*Your instructions:* Retype exactly what runs from the first line of the data to the line with "box: [237, 99, 391, 264]", keeping both of those lines and skipping pictures.

Start of Provided data

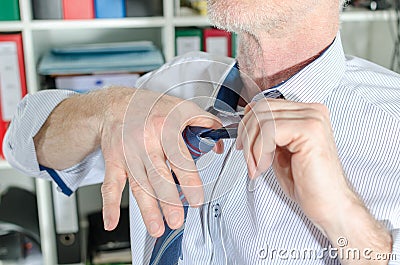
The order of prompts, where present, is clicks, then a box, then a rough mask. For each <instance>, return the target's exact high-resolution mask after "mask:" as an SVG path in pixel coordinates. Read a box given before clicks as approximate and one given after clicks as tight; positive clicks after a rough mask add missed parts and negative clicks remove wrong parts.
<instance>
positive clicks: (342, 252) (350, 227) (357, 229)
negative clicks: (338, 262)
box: [323, 194, 392, 264]
mask: <svg viewBox="0 0 400 265" xmlns="http://www.w3.org/2000/svg"><path fill="white" fill-rule="evenodd" d="M341 202H342V203H338V205H339V207H340V208H341V209H338V211H336V212H337V215H336V218H335V219H334V220H332V222H329V223H326V224H324V227H323V230H324V231H325V233H326V234H327V236H328V238H329V239H330V241H331V243H332V245H333V247H334V248H336V249H337V250H338V251H337V253H338V258H339V259H341V263H342V264H388V262H389V260H388V254H389V253H391V250H392V238H391V235H390V233H389V232H388V231H387V230H386V228H385V227H384V226H383V225H381V224H380V223H379V222H378V221H376V220H375V219H374V218H373V216H372V215H371V214H370V213H369V211H368V209H366V207H365V206H364V205H363V203H362V202H361V200H360V199H359V198H358V197H357V196H356V195H355V194H352V195H348V196H347V199H346V200H342V201H341Z"/></svg>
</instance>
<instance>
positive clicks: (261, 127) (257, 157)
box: [237, 99, 391, 264]
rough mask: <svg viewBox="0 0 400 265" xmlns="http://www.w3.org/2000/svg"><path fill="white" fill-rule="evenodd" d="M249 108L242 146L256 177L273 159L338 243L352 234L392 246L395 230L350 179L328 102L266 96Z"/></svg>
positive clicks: (266, 166) (357, 242)
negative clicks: (351, 187) (338, 141)
mask: <svg viewBox="0 0 400 265" xmlns="http://www.w3.org/2000/svg"><path fill="white" fill-rule="evenodd" d="M245 113H246V114H245V117H244V118H243V122H242V123H241V125H240V127H239V133H238V134H239V136H238V142H237V147H238V149H243V151H244V154H245V157H246V161H247V165H248V171H249V176H250V178H255V177H257V176H259V175H260V174H261V173H263V172H264V171H266V170H267V168H268V167H269V166H270V165H271V164H272V166H273V169H274V172H275V175H276V178H277V180H278V182H279V184H280V186H281V187H282V189H283V190H284V192H285V193H286V194H287V196H289V197H290V198H291V199H292V200H294V201H296V202H297V203H298V204H299V206H300V207H301V209H302V210H303V212H304V213H305V214H306V216H307V217H308V218H309V219H310V220H311V221H312V222H313V223H314V224H315V225H316V226H317V227H318V228H320V229H321V231H322V232H323V233H324V234H325V235H327V236H328V238H329V239H330V240H331V242H332V243H333V244H334V246H335V245H336V246H337V240H338V238H340V237H346V238H347V239H348V242H349V245H348V247H356V248H360V249H362V248H366V247H368V248H371V249H372V250H374V251H375V252H382V253H389V252H390V249H391V238H390V235H389V234H388V232H387V231H386V230H385V229H384V228H383V227H382V226H381V225H380V224H379V223H378V222H377V221H375V220H374V218H373V217H372V216H371V215H370V214H369V212H368V210H367V209H366V208H365V207H364V205H363V203H362V202H361V200H360V199H359V198H358V196H357V195H356V194H355V193H354V192H353V191H352V189H351V188H350V187H349V185H348V183H347V180H346V178H345V176H344V173H343V170H342V168H341V164H340V161H339V158H338V154H337V150H336V145H335V142H334V137H333V132H332V129H331V124H330V119H329V111H328V109H327V108H326V107H325V106H323V105H321V104H305V103H295V102H289V101H284V100H266V99H265V100H262V101H259V102H257V103H252V104H251V105H249V106H247V107H246V111H245ZM342 262H343V263H344V264H346V263H352V262H356V261H355V260H344V261H342ZM358 262H361V263H362V262H363V261H358ZM364 262H365V261H364ZM364 264H365V263H364Z"/></svg>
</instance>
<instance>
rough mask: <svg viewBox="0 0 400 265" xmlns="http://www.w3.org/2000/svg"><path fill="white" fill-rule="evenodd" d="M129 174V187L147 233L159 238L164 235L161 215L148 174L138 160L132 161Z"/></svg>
mask: <svg viewBox="0 0 400 265" xmlns="http://www.w3.org/2000/svg"><path fill="white" fill-rule="evenodd" d="M132 162H134V165H132V170H131V173H133V172H134V173H133V174H134V175H131V174H129V186H130V188H131V191H132V194H133V196H134V197H135V199H136V202H137V204H138V206H139V209H140V212H141V214H142V218H143V221H144V223H145V225H146V228H147V231H148V232H149V234H150V235H151V236H153V237H159V236H161V235H162V234H163V233H164V221H163V215H162V213H161V211H160V208H159V203H158V199H157V195H156V193H155V191H154V189H153V187H152V185H151V184H150V182H149V179H148V176H147V174H148V172H147V170H146V169H145V166H144V165H143V162H142V161H140V160H139V159H134V158H133V159H132Z"/></svg>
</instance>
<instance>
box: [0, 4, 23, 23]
mask: <svg viewBox="0 0 400 265" xmlns="http://www.w3.org/2000/svg"><path fill="white" fill-rule="evenodd" d="M19 19H20V18H19V4H18V0H1V8H0V20H19Z"/></svg>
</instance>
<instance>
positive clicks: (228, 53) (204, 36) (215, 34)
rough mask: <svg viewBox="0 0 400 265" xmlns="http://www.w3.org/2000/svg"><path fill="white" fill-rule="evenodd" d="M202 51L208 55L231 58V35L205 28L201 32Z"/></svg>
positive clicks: (223, 30)
mask: <svg viewBox="0 0 400 265" xmlns="http://www.w3.org/2000/svg"><path fill="white" fill-rule="evenodd" d="M203 36H204V50H205V51H206V52H208V53H213V54H219V55H224V56H229V57H231V56H232V37H231V33H229V32H227V31H224V30H220V29H216V28H207V29H204V31H203Z"/></svg>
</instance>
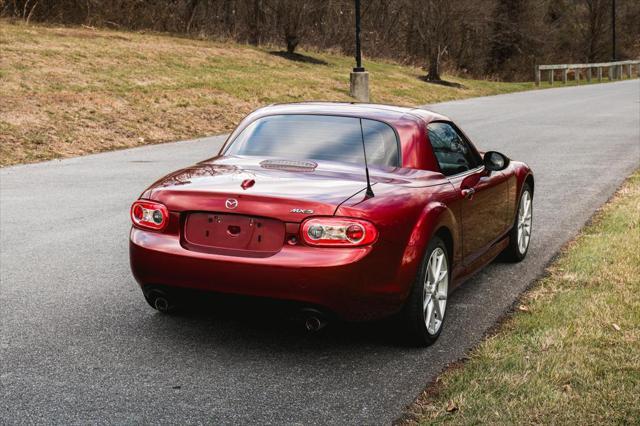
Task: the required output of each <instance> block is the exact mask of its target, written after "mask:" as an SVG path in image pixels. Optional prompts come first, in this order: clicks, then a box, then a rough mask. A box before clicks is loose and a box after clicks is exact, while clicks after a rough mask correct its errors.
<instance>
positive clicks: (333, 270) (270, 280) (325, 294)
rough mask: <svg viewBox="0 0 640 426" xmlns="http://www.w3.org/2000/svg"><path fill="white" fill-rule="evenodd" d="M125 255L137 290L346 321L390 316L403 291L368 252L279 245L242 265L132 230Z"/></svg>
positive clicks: (219, 256) (389, 272) (244, 262)
mask: <svg viewBox="0 0 640 426" xmlns="http://www.w3.org/2000/svg"><path fill="white" fill-rule="evenodd" d="M129 254H130V261H131V270H132V272H133V275H134V277H135V279H136V280H137V281H138V283H139V284H140V285H141V286H145V285H163V286H168V287H176V288H178V287H179V288H189V289H197V290H205V291H211V292H220V293H230V294H241V295H249V296H259V297H268V298H273V299H282V300H290V301H296V302H301V303H304V304H309V305H314V306H317V307H320V308H322V309H325V310H328V311H330V312H332V313H334V314H336V315H337V316H339V317H341V318H343V319H346V320H352V321H358V320H368V319H375V318H381V317H385V316H388V315H390V314H393V313H395V312H397V311H398V310H399V309H400V308H401V307H402V304H403V302H404V299H405V297H406V294H407V292H408V285H409V283H402V282H398V278H397V277H398V276H399V275H400V274H399V273H398V272H399V271H398V269H397V268H398V266H397V265H399V264H400V262H394V261H393V260H391V259H389V256H388V253H385V252H384V251H383V250H381V249H380V248H378V247H376V246H369V247H360V248H318V247H306V246H302V245H296V246H287V245H285V246H284V247H283V248H282V250H281V251H280V252H278V253H277V254H275V255H273V256H270V257H266V258H250V257H239V256H225V255H219V254H210V253H201V252H195V251H190V250H187V249H185V248H184V247H183V246H182V245H181V244H180V239H179V237H178V236H177V235H172V234H163V233H157V232H150V231H144V230H141V229H137V228H132V229H131V234H130V244H129ZM394 263H395V264H396V265H395V266H394ZM403 275H405V274H403Z"/></svg>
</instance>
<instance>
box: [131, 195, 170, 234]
mask: <svg viewBox="0 0 640 426" xmlns="http://www.w3.org/2000/svg"><path fill="white" fill-rule="evenodd" d="M131 221H132V222H133V224H134V225H136V226H139V227H140V228H146V229H153V230H155V231H161V230H163V229H164V228H165V227H166V226H167V224H168V223H169V210H168V209H167V207H166V206H165V205H164V204H160V203H155V202H153V201H143V200H138V201H136V202H134V203H133V204H132V205H131Z"/></svg>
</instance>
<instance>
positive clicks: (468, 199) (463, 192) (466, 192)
mask: <svg viewBox="0 0 640 426" xmlns="http://www.w3.org/2000/svg"><path fill="white" fill-rule="evenodd" d="M461 193H462V196H463V197H464V198H466V199H467V200H470V199H472V198H473V194H475V193H476V190H475V189H473V188H468V189H463V190H462V191H461Z"/></svg>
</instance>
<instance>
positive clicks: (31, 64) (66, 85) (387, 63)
mask: <svg viewBox="0 0 640 426" xmlns="http://www.w3.org/2000/svg"><path fill="white" fill-rule="evenodd" d="M0 49H1V51H2V55H1V58H0V84H1V86H0V88H1V96H2V104H1V106H0V165H2V166H6V165H9V164H16V163H25V162H33V161H41V160H46V159H52V158H60V157H68V156H74V155H79V154H86V153H92V152H99V151H105V150H112V149H119V148H126V147H131V146H136V145H140V144H150V143H159V142H165V141H173V140H178V139H186V138H193V137H198V136H204V135H210V134H218V133H224V132H228V131H229V130H231V129H232V128H233V126H234V125H235V124H237V122H238V121H239V120H240V119H241V118H242V117H243V116H244V115H245V114H247V113H248V112H249V111H251V110H252V109H254V108H257V107H259V106H262V105H264V104H268V103H272V102H288V101H302V100H342V101H348V100H350V98H349V97H348V94H347V90H348V75H349V74H348V73H349V71H350V68H351V66H352V63H351V62H352V59H351V58H348V57H344V56H339V55H329V54H320V53H314V54H313V56H315V57H317V58H319V59H322V60H324V61H326V62H327V63H328V64H327V65H313V64H306V63H300V62H292V61H289V60H287V59H284V58H281V57H277V56H274V55H271V54H269V52H268V50H267V49H257V48H253V47H249V46H244V45H238V44H232V43H220V42H213V41H206V40H194V39H186V38H179V37H171V36H167V35H158V34H141V33H133V32H117V31H109V30H95V29H90V28H64V27H47V26H27V25H24V24H13V23H10V22H8V21H6V20H0ZM306 53H307V54H308V52H306ZM366 65H367V68H368V70H369V71H370V72H371V81H372V98H373V100H374V101H376V102H383V103H395V104H413V105H415V104H425V103H431V102H436V101H442V100H448V99H457V98H464V97H470V96H481V95H487V94H497V93H503V92H509V91H516V90H524V89H528V88H531V87H532V86H531V84H528V83H522V84H513V83H511V84H507V83H492V82H484V81H473V80H462V79H456V78H453V77H451V78H450V79H451V80H453V81H456V82H458V83H461V84H463V85H464V86H465V88H463V89H456V88H450V87H443V86H438V85H430V84H426V83H424V82H422V81H420V80H419V79H418V77H419V76H421V75H422V74H423V71H422V70H420V69H417V68H412V67H405V66H401V65H398V64H392V63H386V62H381V61H367V64H366Z"/></svg>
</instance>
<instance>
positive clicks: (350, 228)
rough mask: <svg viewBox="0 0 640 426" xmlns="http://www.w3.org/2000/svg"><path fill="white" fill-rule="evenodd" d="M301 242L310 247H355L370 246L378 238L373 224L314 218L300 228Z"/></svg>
mask: <svg viewBox="0 0 640 426" xmlns="http://www.w3.org/2000/svg"><path fill="white" fill-rule="evenodd" d="M301 234H302V235H301V237H302V240H303V241H304V242H305V243H306V244H308V245H311V246H325V247H357V246H364V245H367V244H372V243H374V242H375V241H376V239H377V238H378V231H377V229H376V227H375V226H374V225H373V223H371V222H368V221H366V220H362V219H351V218H338V217H316V218H311V219H307V220H305V221H304V222H303V223H302V227H301Z"/></svg>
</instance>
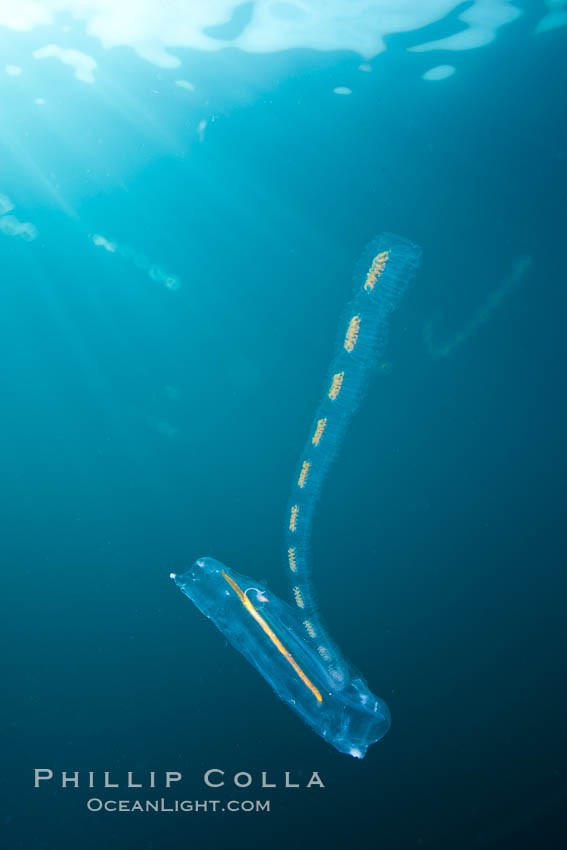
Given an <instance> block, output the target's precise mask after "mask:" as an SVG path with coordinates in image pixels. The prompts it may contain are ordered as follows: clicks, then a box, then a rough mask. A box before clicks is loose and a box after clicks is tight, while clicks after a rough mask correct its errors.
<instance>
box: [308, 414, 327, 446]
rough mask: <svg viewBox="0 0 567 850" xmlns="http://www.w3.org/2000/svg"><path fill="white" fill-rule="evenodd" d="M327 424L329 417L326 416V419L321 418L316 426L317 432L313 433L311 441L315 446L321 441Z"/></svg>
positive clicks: (314, 445) (317, 422)
mask: <svg viewBox="0 0 567 850" xmlns="http://www.w3.org/2000/svg"><path fill="white" fill-rule="evenodd" d="M326 424H327V417H325V418H324V419H320V420H319V421H318V422H317V427H316V428H315V433H314V434H313V437H312V438H311V442H312V443H313V445H314V446H318V445H319V443H320V441H321V437H322V436H323V431H324V430H325V426H326Z"/></svg>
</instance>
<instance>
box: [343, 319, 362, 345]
mask: <svg viewBox="0 0 567 850" xmlns="http://www.w3.org/2000/svg"><path fill="white" fill-rule="evenodd" d="M359 330H360V316H353V317H352V319H351V320H350V322H349V324H348V328H347V333H346V336H345V349H346V350H347V351H352V350H353V348H354V346H355V345H356V341H357V339H358V332H359Z"/></svg>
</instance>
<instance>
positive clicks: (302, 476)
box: [297, 460, 311, 488]
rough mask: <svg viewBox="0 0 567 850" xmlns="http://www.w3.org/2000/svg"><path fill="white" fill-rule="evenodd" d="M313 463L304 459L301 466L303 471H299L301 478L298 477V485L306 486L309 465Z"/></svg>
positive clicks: (300, 477)
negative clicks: (303, 460) (302, 464)
mask: <svg viewBox="0 0 567 850" xmlns="http://www.w3.org/2000/svg"><path fill="white" fill-rule="evenodd" d="M310 466H311V464H310V463H309V461H308V460H304V461H303V465H302V467H301V472H300V473H299V478H298V479H297V486H298V487H302V488H303V487H305V482H306V481H307V476H308V474H309V467H310Z"/></svg>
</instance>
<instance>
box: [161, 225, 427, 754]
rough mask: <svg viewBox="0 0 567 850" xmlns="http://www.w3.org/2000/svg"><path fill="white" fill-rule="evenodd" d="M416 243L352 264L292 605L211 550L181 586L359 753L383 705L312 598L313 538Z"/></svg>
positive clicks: (306, 448)
mask: <svg viewBox="0 0 567 850" xmlns="http://www.w3.org/2000/svg"><path fill="white" fill-rule="evenodd" d="M420 260H421V249H420V248H419V247H418V246H416V245H414V244H413V243H411V242H409V241H407V240H406V239H403V238H402V237H400V236H394V235H393V234H391V233H383V234H382V235H381V236H379V237H378V238H377V239H375V240H373V242H371V243H370V245H369V246H368V247H367V249H366V250H365V252H364V254H363V256H362V258H361V261H360V262H359V264H358V266H357V269H356V271H355V284H354V296H353V298H352V300H351V301H350V302H349V304H348V305H347V308H346V310H345V312H344V314H343V318H342V319H341V331H340V344H339V347H338V351H337V352H336V354H335V357H334V359H333V361H332V363H331V367H330V369H329V375H328V377H327V381H326V383H325V389H324V393H323V397H322V399H321V401H320V404H319V407H318V409H317V412H316V414H315V419H314V421H313V424H312V426H311V428H310V430H309V434H308V437H307V440H306V443H305V445H304V447H303V451H302V452H301V455H300V459H299V464H298V468H297V471H296V474H295V476H294V480H293V485H292V490H291V495H290V500H289V505H288V509H287V514H286V523H285V537H286V540H285V559H286V564H287V571H288V574H289V579H290V585H291V600H292V604H288V603H286V602H283V601H282V600H281V599H278V597H277V596H275V595H274V594H273V593H271V591H269V590H268V589H267V588H265V587H263V586H262V585H260V584H259V583H258V582H257V581H255V580H254V579H251V578H247V577H246V576H242V575H239V574H238V573H236V572H235V571H234V570H231V569H230V568H229V567H226V566H224V565H223V564H221V563H220V562H219V561H215V560H214V559H213V558H200V559H199V560H198V561H196V562H195V563H194V564H193V566H192V567H191V569H190V570H188V571H187V572H186V573H184V574H183V575H179V576H178V575H175V574H172V578H173V579H174V580H175V582H176V584H177V585H178V587H179V588H180V589H181V590H182V591H183V593H185V594H186V595H187V596H188V597H189V598H190V599H191V600H192V601H193V602H194V603H195V605H196V606H197V608H199V610H200V611H202V612H203V614H205V616H206V617H209V619H211V620H212V621H213V622H214V623H215V625H216V626H217V627H218V628H219V629H220V630H221V632H222V633H223V634H224V635H225V636H226V637H227V638H228V640H229V641H230V642H231V643H232V645H233V646H235V647H236V649H238V650H239V651H240V652H241V653H242V655H244V657H245V658H247V659H248V661H250V663H251V664H253V665H254V667H256V669H257V670H258V671H259V672H260V673H261V674H262V676H263V677H264V678H265V679H266V681H267V682H268V683H269V684H270V685H271V686H272V688H273V689H274V691H275V692H276V693H277V695H278V696H279V697H280V699H282V700H283V701H284V702H286V703H287V704H288V705H290V706H291V708H293V709H294V711H296V712H297V713H298V714H299V715H300V717H302V718H303V720H304V721H305V722H306V723H308V724H309V726H311V728H312V729H314V730H315V732H317V734H318V735H320V736H321V737H322V738H324V739H325V740H326V741H328V742H329V743H331V744H333V746H334V747H336V749H337V750H339V751H340V752H342V753H348V754H349V755H352V756H354V757H355V758H363V757H364V756H365V754H366V751H367V749H368V747H369V746H370V744H373V743H374V742H375V741H379V740H380V738H382V737H383V736H384V735H385V734H386V732H387V731H388V729H389V727H390V713H389V711H388V707H387V706H386V704H385V703H384V702H383V700H381V699H380V698H379V697H377V696H375V695H374V694H373V693H372V692H371V691H370V690H369V688H368V685H367V684H366V682H365V680H364V678H363V677H362V676H361V674H360V673H359V672H358V671H357V670H356V669H355V668H354V667H353V666H352V665H351V664H350V662H348V661H347V660H346V659H345V658H344V656H343V655H342V653H341V652H340V650H339V648H338V647H337V645H336V644H335V643H334V641H333V640H332V639H331V637H330V636H329V634H328V632H327V629H326V628H325V626H324V625H323V623H322V621H321V618H320V615H319V612H318V610H317V608H316V606H315V603H314V596H313V591H312V581H311V567H310V539H311V529H312V523H313V514H314V509H315V506H316V504H317V499H318V496H319V493H320V491H321V487H322V484H323V481H324V478H325V474H326V471H327V469H328V467H329V464H330V463H331V461H332V460H333V458H334V457H336V455H337V452H338V449H339V447H340V444H341V442H342V440H343V438H344V435H345V432H346V428H347V424H348V421H349V419H350V417H351V416H352V414H353V413H354V411H355V410H356V408H357V407H358V404H359V402H360V398H361V396H362V394H363V392H364V389H365V388H366V384H367V382H368V379H369V376H370V373H371V368H372V366H373V364H375V362H376V361H377V359H378V358H379V357H380V356H381V355H382V353H383V351H384V348H385V346H386V342H387V331H388V324H389V317H390V314H391V313H392V311H393V310H395V309H396V307H397V306H398V305H399V303H400V301H401V299H402V297H403V295H404V293H405V292H406V291H407V289H408V287H409V285H410V283H411V282H412V281H413V279H414V277H415V273H416V271H417V269H418V267H419V264H420Z"/></svg>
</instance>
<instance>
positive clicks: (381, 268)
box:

End of Provided data

*Output for this task:*
The order of prompts, where present, is clicks, then a box, then a rough mask. For each <instance>, return the target's exact high-resolution mask after "mask:" as an SVG path in pixel coordinates. Read a box given before clicks as approximate and one given after clicks as tight; positive clicks after a rough mask add missed parts and negative clicks remove wrong parts.
<instance>
positive clicks: (342, 252) (350, 227) (357, 229)
negative clicks: (338, 262)
box: [323, 194, 392, 264]
mask: <svg viewBox="0 0 400 265" xmlns="http://www.w3.org/2000/svg"><path fill="white" fill-rule="evenodd" d="M341 202H342V203H338V205H339V207H340V208H341V209H338V211H336V212H337V215H336V218H335V219H334V220H332V222H329V223H326V224H324V227H323V230H324V231H325V233H326V234H327V236H328V238H329V239H330V241H331V243H332V245H333V247H334V248H336V249H337V250H338V251H337V253H338V258H339V259H341V263H342V264H388V262H389V260H388V254H389V253H391V250H392V238H391V235H390V233H389V232H388V231H387V230H386V228H385V227H384V226H383V225H381V224H380V223H379V222H378V221H376V220H375V219H374V218H373V216H372V215H371V214H370V213H369V211H368V209H366V207H365V206H364V205H363V203H362V202H361V200H360V199H359V198H358V197H357V196H356V195H355V194H352V195H348V196H347V199H346V200H342V201H341Z"/></svg>
</instance>
<instance>
positive clicks: (261, 127) (257, 157)
box: [237, 99, 391, 264]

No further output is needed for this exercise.